— start —

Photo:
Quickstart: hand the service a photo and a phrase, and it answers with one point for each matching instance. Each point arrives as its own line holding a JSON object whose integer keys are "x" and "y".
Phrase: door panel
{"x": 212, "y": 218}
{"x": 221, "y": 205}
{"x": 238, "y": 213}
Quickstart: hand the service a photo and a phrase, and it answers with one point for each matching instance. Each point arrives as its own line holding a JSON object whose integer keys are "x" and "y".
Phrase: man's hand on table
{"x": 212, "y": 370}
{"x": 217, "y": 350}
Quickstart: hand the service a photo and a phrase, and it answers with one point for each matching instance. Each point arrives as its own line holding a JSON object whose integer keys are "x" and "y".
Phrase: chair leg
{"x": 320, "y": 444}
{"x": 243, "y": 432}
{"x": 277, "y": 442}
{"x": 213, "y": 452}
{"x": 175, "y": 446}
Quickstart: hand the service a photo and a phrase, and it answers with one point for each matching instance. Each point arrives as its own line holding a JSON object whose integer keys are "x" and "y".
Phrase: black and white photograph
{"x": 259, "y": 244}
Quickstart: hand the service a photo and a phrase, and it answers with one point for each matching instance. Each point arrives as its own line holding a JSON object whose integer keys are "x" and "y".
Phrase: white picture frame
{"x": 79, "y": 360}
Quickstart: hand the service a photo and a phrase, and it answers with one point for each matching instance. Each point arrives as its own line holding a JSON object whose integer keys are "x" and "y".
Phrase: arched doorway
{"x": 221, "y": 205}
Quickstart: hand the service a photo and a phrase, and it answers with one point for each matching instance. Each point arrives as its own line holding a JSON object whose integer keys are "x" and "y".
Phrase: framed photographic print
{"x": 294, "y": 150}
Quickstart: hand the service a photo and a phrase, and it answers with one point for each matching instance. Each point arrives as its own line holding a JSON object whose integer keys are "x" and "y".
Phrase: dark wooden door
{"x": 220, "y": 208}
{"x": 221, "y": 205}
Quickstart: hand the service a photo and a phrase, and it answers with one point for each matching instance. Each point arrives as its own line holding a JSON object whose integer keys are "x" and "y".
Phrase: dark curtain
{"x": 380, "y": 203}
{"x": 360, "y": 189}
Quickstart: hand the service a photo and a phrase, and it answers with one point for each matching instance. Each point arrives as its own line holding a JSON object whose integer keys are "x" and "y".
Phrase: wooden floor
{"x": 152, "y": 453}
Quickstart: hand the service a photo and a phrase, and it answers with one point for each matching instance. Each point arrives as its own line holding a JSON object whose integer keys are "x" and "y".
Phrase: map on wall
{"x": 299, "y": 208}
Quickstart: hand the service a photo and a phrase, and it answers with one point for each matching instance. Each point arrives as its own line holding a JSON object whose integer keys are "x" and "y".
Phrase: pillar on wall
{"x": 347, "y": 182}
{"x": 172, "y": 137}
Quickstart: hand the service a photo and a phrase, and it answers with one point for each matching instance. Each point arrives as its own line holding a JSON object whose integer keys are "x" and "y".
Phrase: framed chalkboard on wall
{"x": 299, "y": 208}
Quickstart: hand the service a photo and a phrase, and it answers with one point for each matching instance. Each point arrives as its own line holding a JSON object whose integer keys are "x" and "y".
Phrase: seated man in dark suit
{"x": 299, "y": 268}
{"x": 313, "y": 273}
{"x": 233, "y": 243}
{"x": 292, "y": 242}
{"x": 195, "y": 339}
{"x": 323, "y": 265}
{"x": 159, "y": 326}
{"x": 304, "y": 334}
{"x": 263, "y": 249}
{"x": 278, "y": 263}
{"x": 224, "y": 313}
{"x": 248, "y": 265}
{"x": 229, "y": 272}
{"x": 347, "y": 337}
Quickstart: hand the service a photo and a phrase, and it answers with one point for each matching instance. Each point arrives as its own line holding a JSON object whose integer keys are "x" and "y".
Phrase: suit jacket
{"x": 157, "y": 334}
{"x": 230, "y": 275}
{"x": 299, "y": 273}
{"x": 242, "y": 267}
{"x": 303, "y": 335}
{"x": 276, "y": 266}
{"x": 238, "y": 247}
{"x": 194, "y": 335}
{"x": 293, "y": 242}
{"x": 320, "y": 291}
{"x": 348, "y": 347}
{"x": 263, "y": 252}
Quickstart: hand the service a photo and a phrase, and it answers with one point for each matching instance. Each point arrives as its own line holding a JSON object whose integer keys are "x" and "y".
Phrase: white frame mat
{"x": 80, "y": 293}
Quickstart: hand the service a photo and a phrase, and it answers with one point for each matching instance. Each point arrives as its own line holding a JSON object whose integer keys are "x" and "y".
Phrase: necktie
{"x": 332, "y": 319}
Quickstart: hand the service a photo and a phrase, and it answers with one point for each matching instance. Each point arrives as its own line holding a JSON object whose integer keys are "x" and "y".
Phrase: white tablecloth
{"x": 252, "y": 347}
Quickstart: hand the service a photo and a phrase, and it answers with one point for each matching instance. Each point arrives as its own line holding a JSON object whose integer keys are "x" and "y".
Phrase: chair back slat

— end —

→ **Set exercise**
Retype the records that precede this task, keeping them exactly the same.

→ **Answer for this exercise**
Photo:
Quickstart: hand the service a photo and a phrase, and it answers with one point for each matching instance. Each point arrives as its own line holding a JSON object whose integer keys are "x" and "y".
Phrase: door panel
{"x": 212, "y": 218}
{"x": 221, "y": 205}
{"x": 238, "y": 213}
Quickstart: hand the service a photo and a phrase, and it answers with one point for each matching instance. Each point arrives as its own line holding a JSON object whose integer keys are "x" and "y".
Phrase: man's hand on table
{"x": 212, "y": 370}
{"x": 217, "y": 350}
Quickstart: hand the service a photo and a phrase, and it answers with one point for each matching instance. Each point arrives as its own line holding a JSON object whose integer keys are "x" and "y".
Phrase: chair leg
{"x": 320, "y": 444}
{"x": 243, "y": 432}
{"x": 277, "y": 442}
{"x": 213, "y": 452}
{"x": 175, "y": 446}
Quickstart: hand the service a photo and a phrase, and it answers with one point for each matching instance. Each point arrives as its own line holding a JSON object whose integer keys are "x" and "y".
Phrase: black and white photograph
{"x": 259, "y": 244}
Quickstart: hand the service a photo and a phrase, and it answers with one point for each matching instance. Each point arrives as its own line holding a JSON object whose integer keys are "x" and "y".
Phrase: white picture frame
{"x": 79, "y": 360}
Quickstart: hand the service a photo and a phrase, and it answers with one point for each matching instance. Each point arrives as its own line holding a JSON object whose integer keys are "x" and "y".
Phrase: arched doorway
{"x": 221, "y": 205}
Quickstart: hand the service a photo and a phrase, and it answers with one point for each matching instance. Each point arrives as its own line holding a JSON object whose integer keys are "x" and "y".
Phrase: framed photographic print
{"x": 294, "y": 150}
Quickstart: hand the service a photo and a phrase, and it answers with one point for each matching instance. Each point arrives as its own line holding a JSON object whose integer keys are "x" and "y".
Phrase: dark wooden door
{"x": 220, "y": 208}
{"x": 221, "y": 205}
Quickstart: hand the service a photo and a phrase, and it answers with one point for each matching instance. Each point arrives as its own line holding a JSON object whose integer keys are "x" and "y".
Phrase: dark curtain
{"x": 380, "y": 203}
{"x": 360, "y": 189}
Quickstart: hand the service a photo and a phrase, and it answers with one point for each matching instance. Each point arrives as its own line holding a JSON object whose integer keys are "x" and "y".
Phrase: wooden floor
{"x": 152, "y": 453}
Quickstart: hand the service a photo and a phrase, and it answers with one point for each matching instance. Each point arrives as its own line holding a JSON object whose integer keys are "x" and "y".
Phrase: map on wall
{"x": 299, "y": 208}
Quickstart: hand the service a photo and a phrase, and it answers with one point for each matching instance. Each point arrives as its own line holding a JSON object whose integer keys are "x" and "y".
Phrase: pillar on wall
{"x": 347, "y": 182}
{"x": 172, "y": 137}
Quickstart: hand the service a photo and a phrase, and it answers with one point for each matching instance. Each point arrives as its own line holding a JSON object whose integer keys are "x" and "y".
Phrase: framed chalkboard on wall
{"x": 299, "y": 208}
Quickstart: hand the service a photo and a phrase, and it answers with one point for each matching instance. Each point arrives as its own line holding a JSON object whose integer keys are "x" and "y".
Phrase: seated man in dark suit
{"x": 299, "y": 268}
{"x": 313, "y": 273}
{"x": 233, "y": 243}
{"x": 292, "y": 242}
{"x": 195, "y": 339}
{"x": 323, "y": 265}
{"x": 159, "y": 326}
{"x": 304, "y": 334}
{"x": 263, "y": 249}
{"x": 278, "y": 263}
{"x": 224, "y": 313}
{"x": 248, "y": 265}
{"x": 229, "y": 272}
{"x": 347, "y": 337}
Quickstart: hand the service a photo and a phrase, and it answers with one point for each matching instance. Each point arrives as its own line holding a JSON object whose integer keys are "x" and "y".
Phrase: suit jacket
{"x": 157, "y": 334}
{"x": 230, "y": 275}
{"x": 299, "y": 273}
{"x": 242, "y": 267}
{"x": 303, "y": 335}
{"x": 276, "y": 266}
{"x": 238, "y": 247}
{"x": 194, "y": 335}
{"x": 293, "y": 242}
{"x": 320, "y": 291}
{"x": 348, "y": 347}
{"x": 263, "y": 252}
Quickstart: hand the service a photo and a phrase, and it answers with one point for each matching instance. Each point arrives as its own line holding a JSON object whose integer keys are "x" and "y".
Phrase: white frame mat
{"x": 80, "y": 293}
Quickstart: hand the service a photo and a phrase, and it answers with one point for each matching instance. Each point arrives as its own line holding a JSON object whose integer keys are "x" and "y".
Phrase: necktie
{"x": 332, "y": 319}
Quickstart: hand the service a photo and a phrase, and it answers with one point for each matching instance. Each point arrives as its own line holding a JSON object whose integer keys are "x" and "y".
Phrase: white tablecloth
{"x": 252, "y": 347}
Quickstart: hand the service a photo and a phrase, and it answers with one point for each matching instance. Each point arrives as its own line holding a JSON object whose integer keys are "x" and "y".
Phrase: chair back slat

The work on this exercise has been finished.